§ AUFGABENSTELLUNG
Tausche in den folgenden Zeilen „spaghetti strap“ gegen „shoulder strap“ aus und gib sie sonst unverändert wieder. Lass die Bilder dabei weg.

★ ★ ★ ★ ★ ★ ★

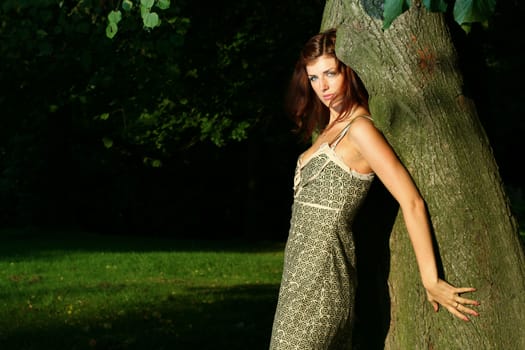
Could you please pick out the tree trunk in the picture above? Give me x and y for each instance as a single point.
(417, 100)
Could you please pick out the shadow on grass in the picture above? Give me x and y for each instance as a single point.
(35, 243)
(237, 317)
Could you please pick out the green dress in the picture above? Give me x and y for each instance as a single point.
(316, 297)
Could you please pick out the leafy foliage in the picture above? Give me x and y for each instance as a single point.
(465, 12)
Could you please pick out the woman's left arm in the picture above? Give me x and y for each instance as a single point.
(379, 155)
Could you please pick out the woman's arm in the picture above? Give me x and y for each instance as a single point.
(380, 157)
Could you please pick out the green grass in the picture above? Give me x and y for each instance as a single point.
(84, 291)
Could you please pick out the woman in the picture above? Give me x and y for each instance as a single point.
(316, 297)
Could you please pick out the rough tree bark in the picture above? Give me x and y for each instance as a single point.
(417, 100)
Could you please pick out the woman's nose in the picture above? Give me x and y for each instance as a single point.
(324, 84)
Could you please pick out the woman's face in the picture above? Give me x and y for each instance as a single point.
(325, 79)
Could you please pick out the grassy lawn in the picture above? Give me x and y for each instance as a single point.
(84, 291)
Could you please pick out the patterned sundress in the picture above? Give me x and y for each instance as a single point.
(315, 308)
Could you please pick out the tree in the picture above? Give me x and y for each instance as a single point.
(418, 100)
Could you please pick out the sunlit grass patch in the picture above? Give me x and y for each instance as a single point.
(86, 291)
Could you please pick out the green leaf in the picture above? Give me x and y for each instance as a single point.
(470, 11)
(392, 10)
(435, 5)
(163, 4)
(150, 20)
(114, 17)
(127, 5)
(147, 3)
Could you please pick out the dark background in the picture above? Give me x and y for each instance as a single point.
(59, 73)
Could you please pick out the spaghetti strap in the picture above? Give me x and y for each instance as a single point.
(343, 132)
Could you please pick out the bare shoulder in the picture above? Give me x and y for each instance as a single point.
(363, 124)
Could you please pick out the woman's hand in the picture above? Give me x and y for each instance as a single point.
(442, 293)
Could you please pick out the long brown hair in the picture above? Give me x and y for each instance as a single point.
(304, 107)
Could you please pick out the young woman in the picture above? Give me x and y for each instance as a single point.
(316, 297)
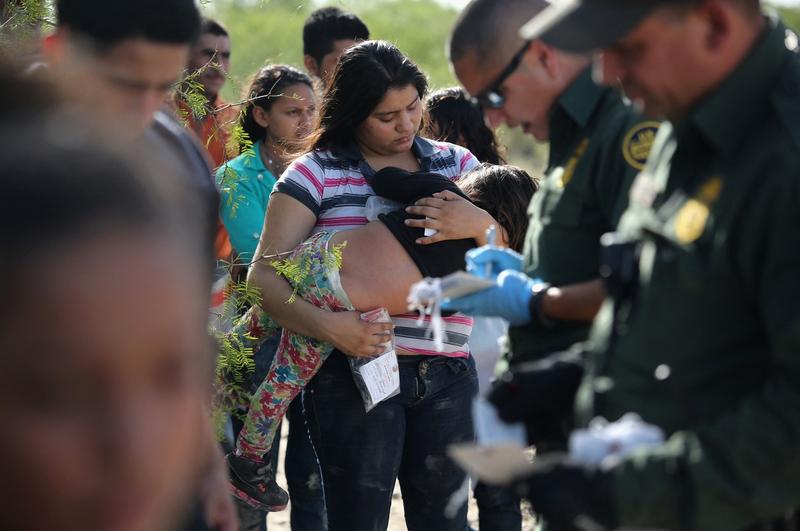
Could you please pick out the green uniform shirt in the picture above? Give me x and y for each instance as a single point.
(597, 145)
(709, 348)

★ ★ ★ ★ ★ ★ ★

§ GELÖSTE AUFGABE
Could you please pick out the tree trunk in the picture above? Give me x and y for each instance as a single point.
(417, 100)
Could you please pick out the shadow on grass in the picture above? Give me x and y for each instance as a single point.
(35, 243)
(237, 317)
Could you please pick out the green dress in the picture above? Give me x and y for each instance as a single point.
(316, 297)
Could you please pick out the leafy foliage in the picture above? Give me x and y for each instance as a single point.
(465, 12)
Could you please pick out the woman's left arm in the picture above? Give me x and y for each instance as a single point.
(379, 155)
Could you please pick out the woman's arm in the picture above? Give me x and y for each instance as a single point.
(380, 157)
Could you please pick out the green grass in the picture above? Give me x and y for each instance as a single point.
(84, 291)
Could you please pick out the woman in the picture above? Give me x and y for each instance as a single point.
(316, 297)
Could you please pick out the rough tree bark in the picture above? Give me x and y for each instance as a single point.
(417, 100)
Could you please pick out the woman's nose in the picture above? Give me x and y for each instance as a single point.
(324, 84)
Could you please pick out the woman's face in the picture above? Give me x and y for each instance as a single point.
(325, 79)
Could you please pick out the grassy lawn in the picture above? Give me x and y for each instance as a single point.
(84, 291)
Could you please pick out the patterned sundress in the picture above? Give me x and y for each instance as a single point.
(315, 308)
Could you please pick out the tree in the picture above? Give me x and y for each instance as a single point.
(418, 100)
Could you please pick out the sunlit grass patch in the picture above? Give me x and y for each instance as a single point.
(86, 291)
Could you please pick out the green leaf in the picture above? Give me x and y for each instance as a single point.
(470, 11)
(392, 10)
(435, 5)
(163, 4)
(150, 20)
(114, 17)
(127, 5)
(147, 3)
Could you please pick out the dark background in the picture above? Give me x and y for each instance as a single point.
(59, 73)
Could you please pick out the shoulder strap in the picture above? Give me x and y for each instance as a single point.
(343, 132)
Could you please pick out the bare shoulder in the picture above? Give me x and y for each instance as a single point.
(363, 124)
Could you please pick out the woman's hand in the picture above? Give me x and y for each instance as a single point.
(442, 293)
Could you please pick out the long brown hair in the picture above? Give me x and y for each instance as a single point.
(304, 107)
Could you please pick out the young woman in the picture above? Give me x and y for each instance as a single point.
(316, 297)
Could you please pick out the green uniform shirt in the picture above? Give me x and y for each instance as a single point.
(597, 145)
(709, 348)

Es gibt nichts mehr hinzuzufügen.